**Task requirements**:
Write out exactly the lines that run from the one containing "In this picture, where can the statue's leg" to the end of the entries below, with both end lines included.

**Data section**:

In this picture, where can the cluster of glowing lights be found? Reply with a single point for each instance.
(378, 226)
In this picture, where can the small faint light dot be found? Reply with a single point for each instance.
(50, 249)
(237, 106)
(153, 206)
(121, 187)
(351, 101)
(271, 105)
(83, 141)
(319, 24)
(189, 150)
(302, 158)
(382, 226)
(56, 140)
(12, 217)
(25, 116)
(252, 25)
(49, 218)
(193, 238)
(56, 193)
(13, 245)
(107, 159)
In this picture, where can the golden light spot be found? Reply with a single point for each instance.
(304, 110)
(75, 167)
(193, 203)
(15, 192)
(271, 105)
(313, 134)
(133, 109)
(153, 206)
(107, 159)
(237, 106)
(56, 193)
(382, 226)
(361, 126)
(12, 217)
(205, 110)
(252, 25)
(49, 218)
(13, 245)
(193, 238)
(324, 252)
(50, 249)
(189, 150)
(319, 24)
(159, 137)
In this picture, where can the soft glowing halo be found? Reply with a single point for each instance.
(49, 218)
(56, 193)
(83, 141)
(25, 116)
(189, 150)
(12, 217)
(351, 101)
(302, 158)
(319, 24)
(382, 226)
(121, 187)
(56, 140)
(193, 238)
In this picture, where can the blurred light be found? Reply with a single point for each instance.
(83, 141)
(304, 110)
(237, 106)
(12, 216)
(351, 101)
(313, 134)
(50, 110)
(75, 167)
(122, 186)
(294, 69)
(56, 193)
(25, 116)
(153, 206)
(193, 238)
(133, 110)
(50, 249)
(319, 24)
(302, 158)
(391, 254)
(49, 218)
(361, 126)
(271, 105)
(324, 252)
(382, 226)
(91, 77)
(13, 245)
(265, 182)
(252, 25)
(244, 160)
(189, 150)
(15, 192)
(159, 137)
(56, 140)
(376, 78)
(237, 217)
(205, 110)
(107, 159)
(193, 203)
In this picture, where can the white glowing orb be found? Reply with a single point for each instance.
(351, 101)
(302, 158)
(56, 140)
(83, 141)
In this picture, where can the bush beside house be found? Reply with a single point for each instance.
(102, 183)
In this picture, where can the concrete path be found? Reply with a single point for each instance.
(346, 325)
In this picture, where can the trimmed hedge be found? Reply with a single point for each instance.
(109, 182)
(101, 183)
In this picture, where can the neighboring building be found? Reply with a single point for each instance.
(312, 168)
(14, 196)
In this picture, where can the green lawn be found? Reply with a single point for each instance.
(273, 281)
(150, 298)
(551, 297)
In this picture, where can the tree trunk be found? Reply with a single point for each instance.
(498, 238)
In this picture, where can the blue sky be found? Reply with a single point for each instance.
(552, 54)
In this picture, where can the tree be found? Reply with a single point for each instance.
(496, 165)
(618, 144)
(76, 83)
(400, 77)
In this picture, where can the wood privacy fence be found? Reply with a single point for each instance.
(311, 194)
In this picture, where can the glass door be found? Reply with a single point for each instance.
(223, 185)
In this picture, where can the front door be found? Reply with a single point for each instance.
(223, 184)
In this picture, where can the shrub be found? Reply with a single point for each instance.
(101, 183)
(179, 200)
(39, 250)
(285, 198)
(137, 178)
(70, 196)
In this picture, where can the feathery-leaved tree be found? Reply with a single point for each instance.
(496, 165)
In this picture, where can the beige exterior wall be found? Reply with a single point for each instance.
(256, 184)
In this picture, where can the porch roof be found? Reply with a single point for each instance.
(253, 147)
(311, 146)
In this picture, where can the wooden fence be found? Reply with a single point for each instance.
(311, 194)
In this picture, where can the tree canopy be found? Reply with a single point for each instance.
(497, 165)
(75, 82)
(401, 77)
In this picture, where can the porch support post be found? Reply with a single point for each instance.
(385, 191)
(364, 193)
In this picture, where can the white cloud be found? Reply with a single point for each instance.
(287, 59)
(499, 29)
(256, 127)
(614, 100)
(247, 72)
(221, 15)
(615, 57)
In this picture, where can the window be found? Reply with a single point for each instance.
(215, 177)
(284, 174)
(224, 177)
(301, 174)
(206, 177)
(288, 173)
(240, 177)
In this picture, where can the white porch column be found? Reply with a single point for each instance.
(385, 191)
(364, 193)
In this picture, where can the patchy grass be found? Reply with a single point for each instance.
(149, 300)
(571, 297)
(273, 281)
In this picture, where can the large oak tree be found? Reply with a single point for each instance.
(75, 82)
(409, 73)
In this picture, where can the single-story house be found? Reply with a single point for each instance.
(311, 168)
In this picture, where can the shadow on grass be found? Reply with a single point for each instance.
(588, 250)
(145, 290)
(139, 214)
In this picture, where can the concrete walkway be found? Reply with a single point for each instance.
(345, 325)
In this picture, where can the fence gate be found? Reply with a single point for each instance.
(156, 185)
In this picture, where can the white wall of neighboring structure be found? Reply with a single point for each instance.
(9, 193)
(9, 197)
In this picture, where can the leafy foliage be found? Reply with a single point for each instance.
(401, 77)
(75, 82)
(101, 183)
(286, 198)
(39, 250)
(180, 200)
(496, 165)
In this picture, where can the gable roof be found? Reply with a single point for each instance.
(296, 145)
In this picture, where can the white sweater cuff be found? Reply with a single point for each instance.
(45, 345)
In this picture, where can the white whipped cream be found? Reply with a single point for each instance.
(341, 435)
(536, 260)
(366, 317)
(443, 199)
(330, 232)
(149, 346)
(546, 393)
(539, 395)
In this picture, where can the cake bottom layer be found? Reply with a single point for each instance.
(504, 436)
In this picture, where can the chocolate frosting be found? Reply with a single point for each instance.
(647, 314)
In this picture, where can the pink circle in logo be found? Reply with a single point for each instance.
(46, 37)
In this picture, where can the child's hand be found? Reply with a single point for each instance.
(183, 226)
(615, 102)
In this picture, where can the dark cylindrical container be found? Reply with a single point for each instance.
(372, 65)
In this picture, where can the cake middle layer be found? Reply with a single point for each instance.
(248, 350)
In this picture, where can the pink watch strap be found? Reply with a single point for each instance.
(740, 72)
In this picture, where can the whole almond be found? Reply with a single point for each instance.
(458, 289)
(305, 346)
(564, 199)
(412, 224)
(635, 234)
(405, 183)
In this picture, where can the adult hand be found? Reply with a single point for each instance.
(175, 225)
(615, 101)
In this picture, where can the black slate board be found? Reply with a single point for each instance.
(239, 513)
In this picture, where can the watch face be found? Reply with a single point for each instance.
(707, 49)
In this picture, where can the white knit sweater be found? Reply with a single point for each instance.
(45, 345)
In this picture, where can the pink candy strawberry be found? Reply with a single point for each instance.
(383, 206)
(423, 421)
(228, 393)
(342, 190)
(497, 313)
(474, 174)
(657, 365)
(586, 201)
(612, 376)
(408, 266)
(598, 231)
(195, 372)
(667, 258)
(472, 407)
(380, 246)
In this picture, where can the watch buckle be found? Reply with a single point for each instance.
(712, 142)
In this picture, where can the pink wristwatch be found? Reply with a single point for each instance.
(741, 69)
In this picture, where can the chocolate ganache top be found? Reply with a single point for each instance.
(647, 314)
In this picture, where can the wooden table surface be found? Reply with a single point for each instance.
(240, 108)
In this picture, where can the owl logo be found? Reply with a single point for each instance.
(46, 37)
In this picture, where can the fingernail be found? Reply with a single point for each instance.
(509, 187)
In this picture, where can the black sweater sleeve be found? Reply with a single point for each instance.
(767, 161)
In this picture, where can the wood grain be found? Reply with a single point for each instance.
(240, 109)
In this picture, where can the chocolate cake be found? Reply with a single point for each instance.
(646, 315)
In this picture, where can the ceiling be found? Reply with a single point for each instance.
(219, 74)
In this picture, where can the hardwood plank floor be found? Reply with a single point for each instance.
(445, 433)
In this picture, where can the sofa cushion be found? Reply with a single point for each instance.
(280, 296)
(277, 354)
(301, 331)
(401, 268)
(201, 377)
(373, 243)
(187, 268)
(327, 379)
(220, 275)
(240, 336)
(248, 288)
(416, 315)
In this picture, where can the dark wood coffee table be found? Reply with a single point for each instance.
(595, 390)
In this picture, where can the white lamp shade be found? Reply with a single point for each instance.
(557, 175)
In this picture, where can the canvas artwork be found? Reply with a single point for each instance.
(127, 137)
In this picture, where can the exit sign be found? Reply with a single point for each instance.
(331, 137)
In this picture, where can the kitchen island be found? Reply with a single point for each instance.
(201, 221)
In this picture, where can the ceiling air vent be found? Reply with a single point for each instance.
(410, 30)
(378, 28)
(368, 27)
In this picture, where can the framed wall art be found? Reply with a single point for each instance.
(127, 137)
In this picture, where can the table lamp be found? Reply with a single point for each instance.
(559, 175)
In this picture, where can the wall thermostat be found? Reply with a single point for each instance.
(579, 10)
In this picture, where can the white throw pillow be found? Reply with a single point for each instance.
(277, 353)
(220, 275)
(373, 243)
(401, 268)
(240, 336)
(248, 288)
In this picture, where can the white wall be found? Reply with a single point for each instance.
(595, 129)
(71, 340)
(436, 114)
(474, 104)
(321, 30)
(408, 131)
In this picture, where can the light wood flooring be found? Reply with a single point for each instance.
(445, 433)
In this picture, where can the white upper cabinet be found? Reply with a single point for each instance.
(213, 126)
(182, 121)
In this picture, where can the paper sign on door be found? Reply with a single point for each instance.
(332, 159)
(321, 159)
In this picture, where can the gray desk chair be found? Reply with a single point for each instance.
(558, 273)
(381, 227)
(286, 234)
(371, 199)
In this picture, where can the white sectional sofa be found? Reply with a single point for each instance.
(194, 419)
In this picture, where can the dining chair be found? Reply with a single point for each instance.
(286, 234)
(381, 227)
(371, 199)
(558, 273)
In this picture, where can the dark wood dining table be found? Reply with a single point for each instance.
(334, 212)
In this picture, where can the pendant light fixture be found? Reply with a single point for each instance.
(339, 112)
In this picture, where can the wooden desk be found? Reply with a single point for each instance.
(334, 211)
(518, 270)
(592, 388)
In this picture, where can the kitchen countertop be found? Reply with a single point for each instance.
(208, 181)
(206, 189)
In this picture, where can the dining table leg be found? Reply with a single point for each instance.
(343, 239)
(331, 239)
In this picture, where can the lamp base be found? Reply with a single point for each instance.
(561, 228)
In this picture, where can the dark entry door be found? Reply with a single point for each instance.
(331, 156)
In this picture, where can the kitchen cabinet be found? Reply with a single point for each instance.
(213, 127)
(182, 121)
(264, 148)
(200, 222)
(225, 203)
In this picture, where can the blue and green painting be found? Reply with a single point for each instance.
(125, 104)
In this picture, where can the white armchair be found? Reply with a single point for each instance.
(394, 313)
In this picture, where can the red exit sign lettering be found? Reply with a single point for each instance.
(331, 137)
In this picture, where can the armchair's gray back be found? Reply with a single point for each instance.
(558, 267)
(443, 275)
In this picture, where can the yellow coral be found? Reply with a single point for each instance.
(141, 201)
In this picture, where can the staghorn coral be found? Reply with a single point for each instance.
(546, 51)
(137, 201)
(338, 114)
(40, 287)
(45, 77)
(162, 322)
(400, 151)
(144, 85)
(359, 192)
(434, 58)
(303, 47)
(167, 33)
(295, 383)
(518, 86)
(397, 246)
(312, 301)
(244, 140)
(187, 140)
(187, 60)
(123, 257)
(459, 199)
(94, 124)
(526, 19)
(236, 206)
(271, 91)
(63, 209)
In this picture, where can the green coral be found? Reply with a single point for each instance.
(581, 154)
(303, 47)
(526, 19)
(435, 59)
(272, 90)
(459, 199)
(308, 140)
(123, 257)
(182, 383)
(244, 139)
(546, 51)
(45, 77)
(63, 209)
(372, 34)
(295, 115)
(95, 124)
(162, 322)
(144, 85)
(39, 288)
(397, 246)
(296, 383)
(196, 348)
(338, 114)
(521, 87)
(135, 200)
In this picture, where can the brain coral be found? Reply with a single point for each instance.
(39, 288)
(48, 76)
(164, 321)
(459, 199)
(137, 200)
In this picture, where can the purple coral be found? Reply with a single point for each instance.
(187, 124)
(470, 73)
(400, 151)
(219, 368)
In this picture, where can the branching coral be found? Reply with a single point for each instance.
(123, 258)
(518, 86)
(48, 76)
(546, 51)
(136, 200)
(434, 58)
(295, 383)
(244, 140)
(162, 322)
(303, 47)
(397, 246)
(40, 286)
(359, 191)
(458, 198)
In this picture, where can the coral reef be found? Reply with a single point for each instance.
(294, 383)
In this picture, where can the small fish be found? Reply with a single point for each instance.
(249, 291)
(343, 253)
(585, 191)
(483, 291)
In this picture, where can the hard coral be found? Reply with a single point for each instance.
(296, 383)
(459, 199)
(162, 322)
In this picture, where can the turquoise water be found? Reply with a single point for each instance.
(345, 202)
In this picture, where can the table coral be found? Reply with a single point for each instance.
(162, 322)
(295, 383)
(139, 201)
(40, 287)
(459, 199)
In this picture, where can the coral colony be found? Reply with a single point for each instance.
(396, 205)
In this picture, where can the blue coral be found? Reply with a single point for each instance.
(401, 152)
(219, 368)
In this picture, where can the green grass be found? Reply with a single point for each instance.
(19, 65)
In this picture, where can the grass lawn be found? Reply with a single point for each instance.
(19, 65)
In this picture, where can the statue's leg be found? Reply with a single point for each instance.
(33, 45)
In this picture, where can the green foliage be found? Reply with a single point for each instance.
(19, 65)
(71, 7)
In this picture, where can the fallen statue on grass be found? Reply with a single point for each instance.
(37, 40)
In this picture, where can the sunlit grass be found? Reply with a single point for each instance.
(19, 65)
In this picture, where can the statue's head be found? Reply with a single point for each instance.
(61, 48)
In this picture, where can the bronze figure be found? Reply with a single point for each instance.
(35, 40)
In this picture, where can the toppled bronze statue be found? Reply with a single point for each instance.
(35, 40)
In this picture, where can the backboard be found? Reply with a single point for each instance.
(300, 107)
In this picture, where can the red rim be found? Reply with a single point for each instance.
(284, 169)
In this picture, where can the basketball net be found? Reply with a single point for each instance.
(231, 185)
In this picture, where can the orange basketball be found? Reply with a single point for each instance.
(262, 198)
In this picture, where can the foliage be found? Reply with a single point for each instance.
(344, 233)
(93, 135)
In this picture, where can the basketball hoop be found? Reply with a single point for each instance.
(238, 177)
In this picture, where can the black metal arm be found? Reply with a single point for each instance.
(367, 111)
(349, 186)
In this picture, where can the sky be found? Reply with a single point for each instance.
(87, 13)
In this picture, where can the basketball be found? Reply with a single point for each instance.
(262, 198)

**Response to the exercise**:
In this picture, where can the statue's leg be found? Reply with a single point for each instance.
(33, 45)
In this picture, where can the green foliage be found? Reply with a single point for each instance.
(19, 65)
(71, 7)
In this picture, where can the fallen statue on grass be found? Reply with a single point for each instance.
(37, 40)
In this picture, where can the sunlit grass be found? Reply with a single point for each instance.
(19, 65)
In this picture, where can the statue's head be found? Reply with a single point for each instance.
(61, 48)
In this picture, where can the bronze figure be found? Reply with a single point for each instance.
(35, 40)
In this picture, where can the toppled bronze statue be found? Reply with a single point for each instance.
(35, 40)
In this picture, where can the backboard be found? Reply with a single point for each instance.
(300, 107)
In this picture, where can the red rim be found? Reply with a single point for each instance.
(284, 169)
In this picture, where can the basketball net be found? Reply with a single point for each instance.
(231, 185)
In this picture, where can the orange basketball be found? Reply with a single point for each instance.
(262, 198)
In this picture, where can the foliage be found? Reply with a single point for each instance.
(344, 233)
(93, 135)
In this picture, where can the basketball hoop be found? Reply with a single point for each instance.
(238, 177)
In this picture, where can the black metal arm be found? Reply with a single point for each instance.
(367, 111)
(349, 186)
In this picture, where can the sky be found? Reply with a single point for each instance.
(87, 13)
In this picture, where can the basketball be found? Reply with a single point for each instance.
(262, 198)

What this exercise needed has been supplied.